-- START --

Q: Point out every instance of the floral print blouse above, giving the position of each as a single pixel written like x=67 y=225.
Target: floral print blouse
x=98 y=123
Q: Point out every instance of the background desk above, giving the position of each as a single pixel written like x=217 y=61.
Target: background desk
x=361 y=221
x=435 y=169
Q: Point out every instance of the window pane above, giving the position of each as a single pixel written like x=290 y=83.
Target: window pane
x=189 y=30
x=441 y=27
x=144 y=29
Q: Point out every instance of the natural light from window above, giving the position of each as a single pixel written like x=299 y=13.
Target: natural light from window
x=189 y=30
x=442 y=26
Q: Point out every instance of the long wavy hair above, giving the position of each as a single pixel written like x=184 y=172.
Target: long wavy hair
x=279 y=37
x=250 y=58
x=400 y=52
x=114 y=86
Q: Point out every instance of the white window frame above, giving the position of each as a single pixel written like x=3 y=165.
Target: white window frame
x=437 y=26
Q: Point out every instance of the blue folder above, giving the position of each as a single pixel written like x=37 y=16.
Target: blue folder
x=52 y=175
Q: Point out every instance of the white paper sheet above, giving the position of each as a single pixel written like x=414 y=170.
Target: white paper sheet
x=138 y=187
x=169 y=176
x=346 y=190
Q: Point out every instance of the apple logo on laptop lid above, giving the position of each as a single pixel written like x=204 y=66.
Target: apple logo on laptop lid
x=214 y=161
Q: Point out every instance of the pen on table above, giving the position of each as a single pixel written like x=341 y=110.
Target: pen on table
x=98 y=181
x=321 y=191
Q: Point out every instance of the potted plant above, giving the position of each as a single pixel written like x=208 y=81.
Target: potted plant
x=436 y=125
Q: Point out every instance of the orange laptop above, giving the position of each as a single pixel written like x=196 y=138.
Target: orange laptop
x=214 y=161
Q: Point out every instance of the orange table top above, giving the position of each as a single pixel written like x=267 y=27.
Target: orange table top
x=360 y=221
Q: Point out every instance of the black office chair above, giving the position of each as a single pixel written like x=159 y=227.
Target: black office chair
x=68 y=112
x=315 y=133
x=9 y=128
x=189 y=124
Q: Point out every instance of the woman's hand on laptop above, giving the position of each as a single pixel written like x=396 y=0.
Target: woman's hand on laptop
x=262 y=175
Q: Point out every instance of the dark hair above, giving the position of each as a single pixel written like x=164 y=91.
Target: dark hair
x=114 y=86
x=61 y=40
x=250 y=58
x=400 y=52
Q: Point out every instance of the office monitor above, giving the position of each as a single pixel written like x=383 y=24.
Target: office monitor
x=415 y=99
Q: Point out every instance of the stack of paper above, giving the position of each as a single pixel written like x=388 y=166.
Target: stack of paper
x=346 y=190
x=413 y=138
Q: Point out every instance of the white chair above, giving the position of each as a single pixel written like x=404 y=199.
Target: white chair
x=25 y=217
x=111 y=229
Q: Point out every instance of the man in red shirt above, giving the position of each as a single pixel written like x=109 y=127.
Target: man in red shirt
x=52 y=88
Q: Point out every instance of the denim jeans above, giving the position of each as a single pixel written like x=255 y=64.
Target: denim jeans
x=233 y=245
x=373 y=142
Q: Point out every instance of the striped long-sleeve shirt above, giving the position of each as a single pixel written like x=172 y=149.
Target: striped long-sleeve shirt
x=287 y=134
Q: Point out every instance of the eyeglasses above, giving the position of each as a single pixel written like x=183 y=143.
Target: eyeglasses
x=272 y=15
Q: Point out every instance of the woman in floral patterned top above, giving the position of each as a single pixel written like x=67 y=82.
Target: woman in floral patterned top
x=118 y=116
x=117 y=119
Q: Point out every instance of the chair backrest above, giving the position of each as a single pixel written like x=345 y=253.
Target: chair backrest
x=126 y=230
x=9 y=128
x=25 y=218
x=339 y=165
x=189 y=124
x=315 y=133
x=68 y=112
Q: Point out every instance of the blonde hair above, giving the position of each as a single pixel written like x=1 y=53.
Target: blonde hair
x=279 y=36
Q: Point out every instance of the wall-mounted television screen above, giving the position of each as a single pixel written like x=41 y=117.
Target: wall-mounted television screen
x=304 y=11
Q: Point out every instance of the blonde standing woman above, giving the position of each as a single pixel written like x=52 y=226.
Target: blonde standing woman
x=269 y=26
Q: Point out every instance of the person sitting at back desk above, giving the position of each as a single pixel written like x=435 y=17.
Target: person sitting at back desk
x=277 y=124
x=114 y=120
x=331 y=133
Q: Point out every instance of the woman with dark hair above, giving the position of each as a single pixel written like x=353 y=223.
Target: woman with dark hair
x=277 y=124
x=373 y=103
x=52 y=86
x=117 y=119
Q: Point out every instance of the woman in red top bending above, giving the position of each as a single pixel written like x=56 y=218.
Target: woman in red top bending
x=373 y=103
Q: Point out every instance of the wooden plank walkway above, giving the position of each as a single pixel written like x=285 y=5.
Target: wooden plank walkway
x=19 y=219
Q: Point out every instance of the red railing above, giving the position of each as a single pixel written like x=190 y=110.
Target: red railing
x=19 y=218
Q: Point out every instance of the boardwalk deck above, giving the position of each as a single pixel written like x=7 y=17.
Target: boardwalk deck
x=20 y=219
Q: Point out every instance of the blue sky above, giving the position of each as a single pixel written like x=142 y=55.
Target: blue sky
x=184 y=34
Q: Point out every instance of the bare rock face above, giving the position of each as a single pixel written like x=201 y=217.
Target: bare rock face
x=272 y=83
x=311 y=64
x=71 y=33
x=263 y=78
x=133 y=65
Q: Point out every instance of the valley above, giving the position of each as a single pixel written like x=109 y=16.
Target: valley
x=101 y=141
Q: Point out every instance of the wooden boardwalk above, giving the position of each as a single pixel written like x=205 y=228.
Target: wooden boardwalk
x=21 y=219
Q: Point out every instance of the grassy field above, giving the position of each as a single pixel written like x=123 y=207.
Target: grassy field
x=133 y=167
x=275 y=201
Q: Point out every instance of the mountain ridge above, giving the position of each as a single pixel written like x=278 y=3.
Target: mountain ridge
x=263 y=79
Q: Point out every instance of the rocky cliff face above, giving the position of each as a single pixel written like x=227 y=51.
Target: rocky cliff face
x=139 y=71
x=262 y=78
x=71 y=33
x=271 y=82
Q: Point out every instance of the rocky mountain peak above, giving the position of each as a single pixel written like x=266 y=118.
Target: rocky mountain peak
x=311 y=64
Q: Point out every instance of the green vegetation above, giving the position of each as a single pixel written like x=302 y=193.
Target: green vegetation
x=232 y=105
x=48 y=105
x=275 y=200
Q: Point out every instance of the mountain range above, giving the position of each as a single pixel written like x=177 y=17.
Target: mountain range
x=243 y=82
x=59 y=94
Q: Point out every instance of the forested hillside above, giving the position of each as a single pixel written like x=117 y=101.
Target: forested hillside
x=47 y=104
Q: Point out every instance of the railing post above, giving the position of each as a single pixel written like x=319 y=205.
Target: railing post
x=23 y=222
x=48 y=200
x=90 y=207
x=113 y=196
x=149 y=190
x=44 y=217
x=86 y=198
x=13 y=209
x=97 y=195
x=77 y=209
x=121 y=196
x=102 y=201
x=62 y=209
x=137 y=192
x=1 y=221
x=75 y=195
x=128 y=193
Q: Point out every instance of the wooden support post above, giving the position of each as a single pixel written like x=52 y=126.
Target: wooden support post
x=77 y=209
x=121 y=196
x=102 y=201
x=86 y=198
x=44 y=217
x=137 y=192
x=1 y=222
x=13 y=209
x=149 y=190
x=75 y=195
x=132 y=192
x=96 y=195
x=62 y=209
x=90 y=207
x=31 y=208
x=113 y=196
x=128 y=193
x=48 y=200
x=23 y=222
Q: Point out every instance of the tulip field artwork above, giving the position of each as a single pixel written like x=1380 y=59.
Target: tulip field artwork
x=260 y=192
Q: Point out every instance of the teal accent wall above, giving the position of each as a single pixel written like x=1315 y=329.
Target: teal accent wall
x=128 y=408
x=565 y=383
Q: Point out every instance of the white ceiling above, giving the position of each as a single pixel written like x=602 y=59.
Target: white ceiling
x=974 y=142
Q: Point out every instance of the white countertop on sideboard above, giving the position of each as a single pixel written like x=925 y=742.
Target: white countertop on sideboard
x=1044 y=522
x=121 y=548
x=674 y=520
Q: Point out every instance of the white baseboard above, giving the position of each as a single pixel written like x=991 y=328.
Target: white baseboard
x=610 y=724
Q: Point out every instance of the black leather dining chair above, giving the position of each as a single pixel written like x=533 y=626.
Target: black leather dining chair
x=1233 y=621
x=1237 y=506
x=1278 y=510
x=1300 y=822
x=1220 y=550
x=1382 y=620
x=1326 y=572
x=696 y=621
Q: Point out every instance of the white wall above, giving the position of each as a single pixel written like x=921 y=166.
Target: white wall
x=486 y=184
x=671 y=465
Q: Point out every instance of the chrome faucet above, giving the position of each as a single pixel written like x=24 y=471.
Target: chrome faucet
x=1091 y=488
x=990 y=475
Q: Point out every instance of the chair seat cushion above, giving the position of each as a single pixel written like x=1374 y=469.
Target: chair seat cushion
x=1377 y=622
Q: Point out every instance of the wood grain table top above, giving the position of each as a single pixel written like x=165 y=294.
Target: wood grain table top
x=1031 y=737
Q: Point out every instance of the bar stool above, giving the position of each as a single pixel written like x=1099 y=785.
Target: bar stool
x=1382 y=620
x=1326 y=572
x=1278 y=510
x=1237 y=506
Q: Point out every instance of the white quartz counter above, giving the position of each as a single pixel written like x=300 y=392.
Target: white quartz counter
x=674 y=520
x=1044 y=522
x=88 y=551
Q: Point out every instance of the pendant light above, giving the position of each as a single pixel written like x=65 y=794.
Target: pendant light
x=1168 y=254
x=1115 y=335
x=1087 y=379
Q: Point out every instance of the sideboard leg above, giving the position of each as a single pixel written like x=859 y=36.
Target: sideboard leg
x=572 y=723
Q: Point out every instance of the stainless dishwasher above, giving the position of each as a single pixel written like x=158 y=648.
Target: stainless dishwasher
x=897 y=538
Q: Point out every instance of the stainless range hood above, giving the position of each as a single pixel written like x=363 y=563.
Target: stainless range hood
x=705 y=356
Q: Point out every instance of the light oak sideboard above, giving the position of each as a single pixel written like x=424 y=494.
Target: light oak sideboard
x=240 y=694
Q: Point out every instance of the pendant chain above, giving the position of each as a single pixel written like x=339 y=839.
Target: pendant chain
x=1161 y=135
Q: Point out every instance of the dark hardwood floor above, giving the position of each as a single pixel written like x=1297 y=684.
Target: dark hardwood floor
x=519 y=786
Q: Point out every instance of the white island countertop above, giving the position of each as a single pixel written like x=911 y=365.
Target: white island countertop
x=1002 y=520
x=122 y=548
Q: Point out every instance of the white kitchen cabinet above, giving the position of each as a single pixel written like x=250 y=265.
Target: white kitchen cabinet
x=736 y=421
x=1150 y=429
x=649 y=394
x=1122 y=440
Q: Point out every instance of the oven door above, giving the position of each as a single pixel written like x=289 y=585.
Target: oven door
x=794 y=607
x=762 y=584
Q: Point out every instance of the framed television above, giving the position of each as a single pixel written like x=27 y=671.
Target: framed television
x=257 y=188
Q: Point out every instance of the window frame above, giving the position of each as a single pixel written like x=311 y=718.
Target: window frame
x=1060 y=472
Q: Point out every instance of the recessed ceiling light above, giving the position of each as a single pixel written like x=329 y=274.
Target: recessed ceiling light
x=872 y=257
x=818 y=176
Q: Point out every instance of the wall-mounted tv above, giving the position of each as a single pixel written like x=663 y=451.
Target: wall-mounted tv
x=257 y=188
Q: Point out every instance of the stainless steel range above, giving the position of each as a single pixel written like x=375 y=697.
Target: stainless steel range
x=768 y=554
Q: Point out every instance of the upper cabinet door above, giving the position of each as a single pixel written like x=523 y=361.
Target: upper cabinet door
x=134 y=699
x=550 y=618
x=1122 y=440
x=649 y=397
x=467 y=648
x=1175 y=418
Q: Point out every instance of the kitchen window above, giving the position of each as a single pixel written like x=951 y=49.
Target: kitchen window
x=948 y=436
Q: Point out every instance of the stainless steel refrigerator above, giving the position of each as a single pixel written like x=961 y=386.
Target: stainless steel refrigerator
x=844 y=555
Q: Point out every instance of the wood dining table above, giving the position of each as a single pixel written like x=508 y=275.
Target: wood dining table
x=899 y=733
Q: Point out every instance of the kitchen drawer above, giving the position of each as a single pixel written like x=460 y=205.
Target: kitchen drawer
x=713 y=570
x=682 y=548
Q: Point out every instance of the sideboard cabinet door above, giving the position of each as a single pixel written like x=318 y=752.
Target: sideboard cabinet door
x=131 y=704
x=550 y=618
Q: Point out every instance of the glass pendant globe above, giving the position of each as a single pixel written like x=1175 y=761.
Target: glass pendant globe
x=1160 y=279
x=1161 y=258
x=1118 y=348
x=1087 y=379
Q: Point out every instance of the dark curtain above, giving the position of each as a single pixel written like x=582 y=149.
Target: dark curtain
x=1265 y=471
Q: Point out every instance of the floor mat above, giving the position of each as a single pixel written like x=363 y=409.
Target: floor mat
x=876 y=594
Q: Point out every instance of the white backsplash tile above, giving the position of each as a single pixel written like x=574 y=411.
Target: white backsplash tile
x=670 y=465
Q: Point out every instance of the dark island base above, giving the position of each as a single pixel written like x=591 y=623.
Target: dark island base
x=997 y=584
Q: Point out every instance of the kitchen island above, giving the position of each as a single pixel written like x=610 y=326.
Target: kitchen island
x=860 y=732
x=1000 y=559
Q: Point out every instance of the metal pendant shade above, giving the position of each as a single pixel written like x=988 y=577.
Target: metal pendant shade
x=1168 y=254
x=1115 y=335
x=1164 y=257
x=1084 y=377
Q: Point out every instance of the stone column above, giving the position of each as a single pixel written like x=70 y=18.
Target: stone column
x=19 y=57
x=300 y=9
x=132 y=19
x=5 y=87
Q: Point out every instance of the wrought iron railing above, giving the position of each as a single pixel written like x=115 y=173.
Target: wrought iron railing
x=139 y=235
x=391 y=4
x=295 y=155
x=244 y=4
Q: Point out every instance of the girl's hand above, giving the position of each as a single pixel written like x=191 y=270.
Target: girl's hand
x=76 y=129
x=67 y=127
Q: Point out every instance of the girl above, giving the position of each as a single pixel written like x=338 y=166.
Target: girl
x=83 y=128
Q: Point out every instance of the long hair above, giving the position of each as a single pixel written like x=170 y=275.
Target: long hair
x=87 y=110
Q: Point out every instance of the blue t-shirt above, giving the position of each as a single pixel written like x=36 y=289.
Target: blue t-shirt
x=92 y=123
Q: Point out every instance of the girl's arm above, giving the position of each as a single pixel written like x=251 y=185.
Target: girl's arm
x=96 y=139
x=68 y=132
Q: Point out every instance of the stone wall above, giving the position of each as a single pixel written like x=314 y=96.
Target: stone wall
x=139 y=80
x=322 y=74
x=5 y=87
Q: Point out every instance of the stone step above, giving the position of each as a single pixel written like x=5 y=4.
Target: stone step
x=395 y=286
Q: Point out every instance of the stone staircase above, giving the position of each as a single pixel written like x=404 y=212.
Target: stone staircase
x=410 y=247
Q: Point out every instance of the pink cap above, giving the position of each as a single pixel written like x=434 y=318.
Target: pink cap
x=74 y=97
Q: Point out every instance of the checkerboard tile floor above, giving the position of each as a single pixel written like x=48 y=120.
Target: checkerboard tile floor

-- END --

WHAT YOU WILL DO:
Reproduce the rows above, requests included, from the line that has "Q: Point out every instance of the railing" through the line that has "x=610 y=724". Subtract 50 from every x and y coordinate in the answer points.

CORRECT OUTPUT:
Q: Point out every instance of the railing post above, giving the position of each as a single pixel written like x=319 y=205.
Target: railing post
x=-27 y=172
x=-2 y=150
x=40 y=157
x=63 y=146
x=99 y=140
x=-6 y=167
x=36 y=148
x=-37 y=159
x=47 y=145
x=27 y=159
x=71 y=146
x=52 y=151
x=12 y=159
x=87 y=142
x=-49 y=171
x=25 y=145
x=78 y=143
Q: Point out every instance of the wooden support post above, giving the position of each as a single pixel written like x=52 y=126.
Target: wooden support post
x=27 y=159
x=71 y=146
x=52 y=151
x=36 y=148
x=-6 y=167
x=87 y=142
x=-49 y=172
x=-37 y=159
x=99 y=140
x=25 y=145
x=82 y=142
x=46 y=145
x=12 y=159
x=40 y=157
x=-19 y=158
x=63 y=146
x=78 y=143
x=-2 y=150
x=-27 y=172
Q: Point out every instance of the tulip field artwork above, giving the position of each as a single pixel written like x=1380 y=59.
Target: tulip field artwork
x=210 y=142
Q: Point out every instance of the teal accent wall above, giving the position of each as a single pixel written like x=1315 y=329.
Target: teal accent wall
x=78 y=358
x=515 y=333
Q: Point out every instance of the white ceiling above, giving the position of each as a single pixel written like x=602 y=59.
Target: white ceiling
x=924 y=92
Q: Point out every instance of the white countertop on sideboard above, giving the position of each as a single pixel written like x=925 y=742.
Target: white countertop on sideboard
x=994 y=472
x=71 y=498
x=624 y=470
Q: Point out every instance of the white baseboard above, giving the position of each as a single pixel written like x=991 y=328.
Target: white baseboard
x=560 y=674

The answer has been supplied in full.